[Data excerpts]
##############################
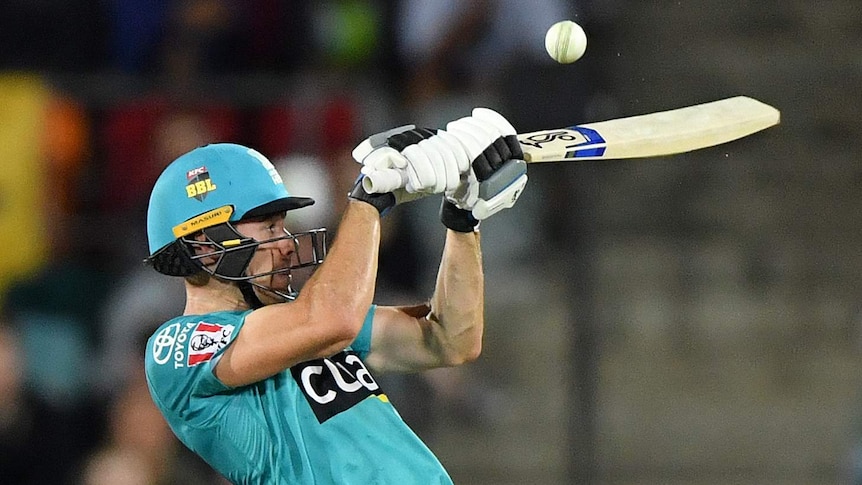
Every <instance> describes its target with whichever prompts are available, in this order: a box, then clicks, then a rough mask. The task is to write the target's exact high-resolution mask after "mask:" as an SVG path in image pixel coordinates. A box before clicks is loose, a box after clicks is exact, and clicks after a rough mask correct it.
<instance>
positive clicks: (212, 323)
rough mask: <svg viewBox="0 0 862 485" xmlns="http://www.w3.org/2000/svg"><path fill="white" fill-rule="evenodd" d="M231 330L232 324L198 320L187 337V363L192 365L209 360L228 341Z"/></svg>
mask: <svg viewBox="0 0 862 485" xmlns="http://www.w3.org/2000/svg"><path fill="white" fill-rule="evenodd" d="M233 330H234V326H233V325H218V324H215V323H206V322H199V323H198V324H197V325H196V326H195V328H194V330H193V331H192V333H191V336H190V337H189V347H188V361H187V365H188V366H189V367H192V366H195V365H198V364H202V363H204V362H207V361H209V360H211V359H212V358H213V356H214V355H215V354H216V352H218V351H219V350H221V349H222V348H224V347H225V346H226V345H227V344H228V343H230V337H231V335H233Z"/></svg>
##############################
● TASK GOAL
Every line above gets copied exactly; none of the pictures do.

● TASK SOLUTION
Every <instance> describes its target with whichever prompts are available, in this order: a box, then clicks, then a rough mask. The task is to write the target's exact high-resolution mask after "mask:" as an SVG path in image pixel coordinates. A box before clicks is loose, a box after clicks is exact, and clicks after a rough mask correct it.
<instance>
positive clicks: (212, 323)
rough mask: <svg viewBox="0 0 862 485" xmlns="http://www.w3.org/2000/svg"><path fill="white" fill-rule="evenodd" d="M231 330L232 324L198 320L187 337V363L192 365L209 360L228 341Z"/></svg>
mask: <svg viewBox="0 0 862 485" xmlns="http://www.w3.org/2000/svg"><path fill="white" fill-rule="evenodd" d="M233 330H234V326H233V325H218V324H215V323H206V322H199V323H198V324H197V325H196V326H195V328H194V330H193V331H192V333H191V336H190V337H189V347H188V361H187V365H188V366H189V367H192V366H195V365H198V364H202V363H204V362H207V361H209V360H211V359H212V358H213V356H214V355H215V354H216V352H218V351H219V350H221V349H222V348H224V347H225V346H226V345H227V344H228V343H230V337H231V335H233Z"/></svg>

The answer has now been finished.